__SELECTED EXTRACT__
_ _ _ _ _

Students interested in pursuing a PhD in Statistics or Machine Learning (or related programs) after completing their undergraduate degree are strongly recommended to take additional Mathematics courses. They should see a faculty advisor as soon as possible. Students should consider 36-326 Mathematical Statistics (Honors) as an alternative to 36-226 . Although 21-240 Matrix Algebra with Applications is recommended for Statistics majors, students interested in PhD programs should consider taking 21-241 Matrices and Linear Transformations or 21-242 Matrix Theory instead. Additional courses to consider are 21-228 Discrete Mathematics, 21-260 Differential Equations, 21-341 Linear Algebra, 21-355 Principles of Real Analysis I, and 21-356 Principles of Real Analysis II.

Additional experience in programming and computational modeling is also recommended. Students should consider taking more than one course from the list of Machine Learning electives provided under the Computing section.

### Additional Major in Statistics and Machine Learning

Students who elect Statistics and Machine Learning as a second or third major must fulfill *all* degree requirements.

_ _ _ _ _

[Records]
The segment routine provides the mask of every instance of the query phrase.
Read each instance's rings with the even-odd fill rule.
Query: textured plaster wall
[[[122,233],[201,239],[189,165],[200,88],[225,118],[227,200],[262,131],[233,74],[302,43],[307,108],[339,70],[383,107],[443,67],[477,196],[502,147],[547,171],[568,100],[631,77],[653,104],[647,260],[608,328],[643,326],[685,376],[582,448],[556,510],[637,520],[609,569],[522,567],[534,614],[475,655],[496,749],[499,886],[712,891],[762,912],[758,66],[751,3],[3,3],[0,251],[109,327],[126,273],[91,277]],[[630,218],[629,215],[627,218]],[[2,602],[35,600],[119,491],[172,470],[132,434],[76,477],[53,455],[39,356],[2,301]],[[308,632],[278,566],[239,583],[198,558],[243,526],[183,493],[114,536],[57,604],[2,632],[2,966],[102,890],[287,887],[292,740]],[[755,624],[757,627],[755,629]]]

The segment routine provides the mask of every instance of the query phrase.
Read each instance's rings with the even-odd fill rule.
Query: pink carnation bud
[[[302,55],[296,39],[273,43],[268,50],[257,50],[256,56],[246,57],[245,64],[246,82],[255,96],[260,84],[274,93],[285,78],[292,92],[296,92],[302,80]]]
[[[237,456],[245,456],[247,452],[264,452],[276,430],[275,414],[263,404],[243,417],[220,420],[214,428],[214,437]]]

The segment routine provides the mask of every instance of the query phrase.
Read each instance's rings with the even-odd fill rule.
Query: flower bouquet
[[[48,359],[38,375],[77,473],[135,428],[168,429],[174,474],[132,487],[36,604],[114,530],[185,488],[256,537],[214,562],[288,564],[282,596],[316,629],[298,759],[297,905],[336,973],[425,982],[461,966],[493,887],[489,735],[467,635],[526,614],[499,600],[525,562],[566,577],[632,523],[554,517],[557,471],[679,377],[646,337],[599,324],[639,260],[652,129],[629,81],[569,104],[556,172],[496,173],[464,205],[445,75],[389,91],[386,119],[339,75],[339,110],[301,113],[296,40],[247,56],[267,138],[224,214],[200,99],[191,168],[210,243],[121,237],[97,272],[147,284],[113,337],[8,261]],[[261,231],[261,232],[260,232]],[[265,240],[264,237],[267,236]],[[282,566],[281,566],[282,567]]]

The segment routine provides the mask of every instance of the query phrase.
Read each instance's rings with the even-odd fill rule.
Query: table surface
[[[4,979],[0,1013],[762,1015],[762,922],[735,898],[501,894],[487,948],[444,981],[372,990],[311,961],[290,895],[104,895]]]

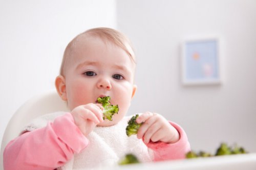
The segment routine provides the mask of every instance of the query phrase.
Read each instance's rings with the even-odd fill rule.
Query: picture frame
[[[208,37],[186,39],[184,41],[182,48],[183,84],[221,84],[219,38]]]

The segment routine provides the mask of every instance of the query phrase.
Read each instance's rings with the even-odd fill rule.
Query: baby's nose
[[[112,88],[110,81],[106,79],[101,79],[99,81],[97,84],[99,88],[103,88],[108,90],[110,90]]]

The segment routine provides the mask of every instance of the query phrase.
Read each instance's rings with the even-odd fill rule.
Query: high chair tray
[[[139,163],[106,169],[256,170],[256,153]]]

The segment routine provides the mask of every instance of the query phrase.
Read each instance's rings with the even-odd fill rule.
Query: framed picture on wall
[[[182,79],[184,85],[220,84],[219,40],[190,39],[182,45]]]

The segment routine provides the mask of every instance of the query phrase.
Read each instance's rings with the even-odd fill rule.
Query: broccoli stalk
[[[103,113],[103,119],[104,120],[105,118],[112,121],[113,115],[115,113],[118,113],[118,111],[119,110],[118,108],[118,105],[111,105],[109,101],[110,100],[110,96],[106,96],[104,97],[98,98],[97,99],[98,103],[102,105],[102,107],[104,108]]]
[[[136,119],[139,116],[138,114],[132,117],[128,122],[128,126],[126,128],[126,135],[129,137],[132,135],[136,135],[138,133],[138,130],[143,123],[138,124]]]
[[[136,156],[132,154],[126,154],[123,159],[121,159],[118,164],[119,165],[125,165],[136,163],[139,163]]]

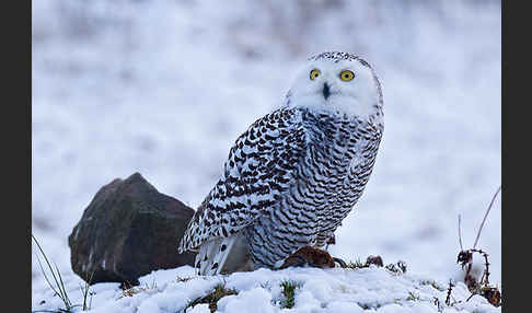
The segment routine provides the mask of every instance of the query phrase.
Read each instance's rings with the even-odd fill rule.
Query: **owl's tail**
[[[247,239],[242,232],[203,243],[195,264],[199,268],[199,275],[253,270]]]

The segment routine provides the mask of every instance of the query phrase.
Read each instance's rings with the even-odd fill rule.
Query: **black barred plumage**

_ _ _ _ _

__WORK INSTRUCTIONS__
Retype the statistics coursework passage above word for word, everything from "### Additional Major" down to "fulfill *all* degree requirements.".

__SOLUTION TO THIS PROBLEM__
### Additional Major in Statistics and Machine Learning

Students who elect Statistics and Machine Learning as a second or third major must fulfill *all* degree requirements.